Tuesday, February 10, 2009

Dead Fish and White Powder

What the heck's up with this?
A Homeland Security intelligence official was responsible for bringing a package containing a dead fish and white powder to department offices in downtown Washington Friday, an apparent violation of security protocols that set off a significant security incident, according to sources familiar with the matter.
Wow, the official brought those items in deliberately? Was it a prank or a serious crackup? Not really.

The article repeatedly points out the angst over the security violation without bothering to speculate on why a Homeland Security official working with WMDs might have received such a package to begin with. According to the story the official, Maureen McCarthy, was
"a holdover from the Bush administration, [she] is one of a number of officials who agency insiders say remains at the agency in positions created for them."
What are the chances this 'agency insider' doesn't think too much of either her or her position?

Admittedly this might be a big 'who cares'; a minimal incident caused by a prank or some petty bureaucratic jealousy or vendetta. Or it may be something else. Ms. McCarthy's resume makes it a little more interesting in light of the fact the package's return address was from Batelle, Inc, the Ohio weapons lab often mentioned in lefty posts about the anthrax letter attacks.

Exercise requirements:
• a. Say whether each statement below agrees with the blog post about the dead fish and white powder. Answer yes or no for each, and quote the deciding words from the post.
(i) The package's return address was from Batelle, Inc.
(ii) The package was brought to department offices in Baltimore.
(iii) The official was described as a holdover from the Bush administration.
• b. According to the blog post about the dead fish and white powder, what is the name of the official who brought the package to the offices?
• c. Extend the blog post about the dead fish and white powder, beginning after its final sentence.

Supplied data:
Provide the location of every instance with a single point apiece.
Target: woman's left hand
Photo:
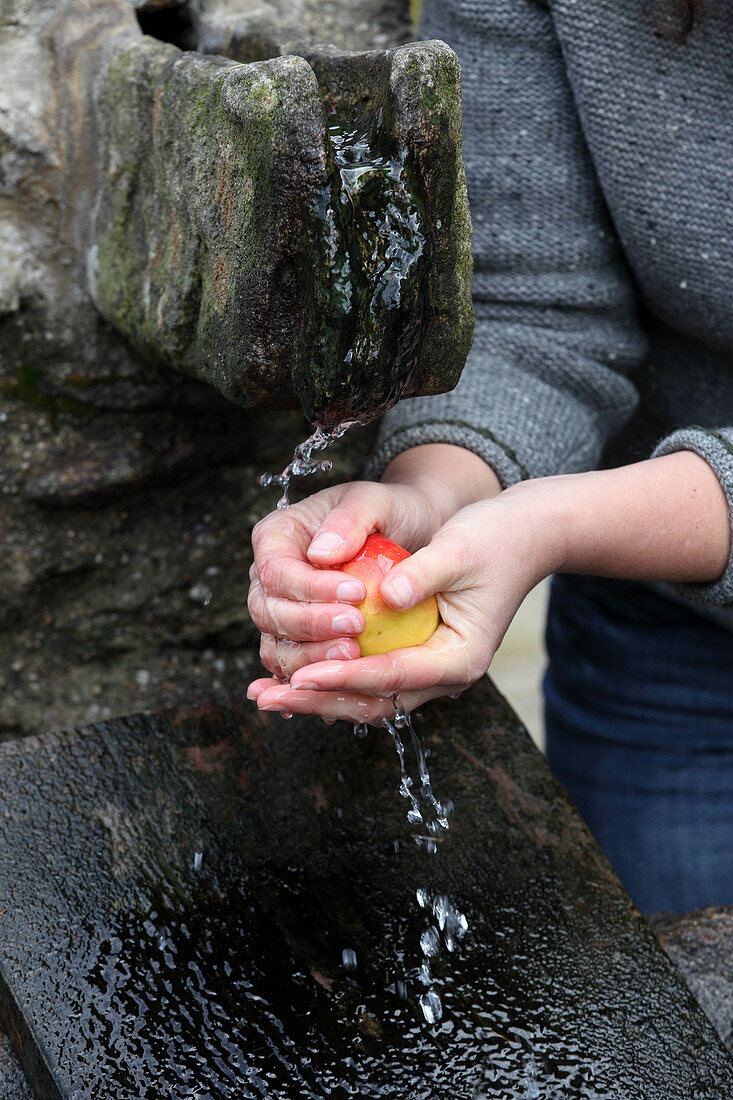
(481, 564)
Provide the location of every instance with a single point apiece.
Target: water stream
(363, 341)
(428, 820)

...

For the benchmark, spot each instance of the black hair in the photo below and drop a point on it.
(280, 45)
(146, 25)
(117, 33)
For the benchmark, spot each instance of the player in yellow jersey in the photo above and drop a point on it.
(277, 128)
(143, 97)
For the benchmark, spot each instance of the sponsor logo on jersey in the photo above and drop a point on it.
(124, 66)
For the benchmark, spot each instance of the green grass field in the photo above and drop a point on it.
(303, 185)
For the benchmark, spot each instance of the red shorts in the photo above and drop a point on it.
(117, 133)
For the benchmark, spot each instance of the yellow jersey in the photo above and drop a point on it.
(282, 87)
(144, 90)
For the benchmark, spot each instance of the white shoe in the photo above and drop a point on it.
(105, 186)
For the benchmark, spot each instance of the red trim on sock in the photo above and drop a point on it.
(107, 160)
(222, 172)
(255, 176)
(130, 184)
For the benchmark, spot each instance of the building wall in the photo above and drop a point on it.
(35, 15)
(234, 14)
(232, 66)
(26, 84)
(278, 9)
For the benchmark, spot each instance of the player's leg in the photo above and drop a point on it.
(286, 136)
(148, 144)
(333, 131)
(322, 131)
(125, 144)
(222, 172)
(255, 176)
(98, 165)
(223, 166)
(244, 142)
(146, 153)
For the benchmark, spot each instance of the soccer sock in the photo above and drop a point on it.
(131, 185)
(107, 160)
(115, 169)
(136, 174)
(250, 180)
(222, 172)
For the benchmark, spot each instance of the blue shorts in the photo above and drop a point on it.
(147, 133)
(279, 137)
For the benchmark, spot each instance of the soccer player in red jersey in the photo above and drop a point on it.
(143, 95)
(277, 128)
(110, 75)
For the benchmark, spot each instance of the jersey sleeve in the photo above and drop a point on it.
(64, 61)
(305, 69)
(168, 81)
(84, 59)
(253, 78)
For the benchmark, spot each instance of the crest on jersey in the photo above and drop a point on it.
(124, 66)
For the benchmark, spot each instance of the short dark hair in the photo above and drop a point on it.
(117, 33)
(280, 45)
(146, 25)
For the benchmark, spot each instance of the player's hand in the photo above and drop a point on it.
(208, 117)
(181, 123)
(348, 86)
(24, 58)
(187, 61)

Written answers:
• a.
(i) Yes: "the package's return address was from Batelle, Inc, the Ohio weapons lab"
(ii) No: "to department offices in downtown Washington Friday"
(iii) Yes: "a holdover from the Bush administration, [she] is one of a number of officials"

• b. Maureen McCarthy.

• c.
A cadre of people, mainly hard lefties, believe Batelle might have been involved in the attack for a variety of reasons, perhaps some due to previous clandestine testing programs involving bio-weapons back in the 90s that supposedly violated the bio-weapons non-proliferation treaty. As the story goes, neither the Bush nor Clinton administrations took a fancy to strict compliance with the treaty since it hampered their ability to do the necessary research to test methods of defeating bio weapon attacks--perhaps dispensed by proxy groups affiliated with hostile signatory countries.

Part of the conspiracy involves factoids such as Bush officials being placed on Cipro the night of 9/11 (not after the first letter was discovered), which is supposed to prove the government's foreknowledge and explain why Dr. Bruce Ivins was scapegoated. In truth, they probably DID fear such attacks, and would have been idiots to think otherwise.

Purveyors of these stories usually fail to mention that US military personnel were receiving anthrax vaccines in the late 90s--a concoction co-developed by Ivins himself [why would they need such a thing if Saddam was harmless? -ed]. Nevertheless Senator Leahy, himself an anthrax letter victim, has suggested that Congress should ask a few questions via some sort of truth commission, no doubt an exercise bent less on learned lessons than sticking the last wooden stake in the GOP's floundering heart. Obama remains luke-cool on the issue, probably because he knows it would open a whole new can of nuts.

Anyway, that's enough background to make the mailing of a dead fish and some white powder to a high level government official working with bio-weapons prevention, including oversight of the mysterious Plum Island facility, a raised-eyebrow event.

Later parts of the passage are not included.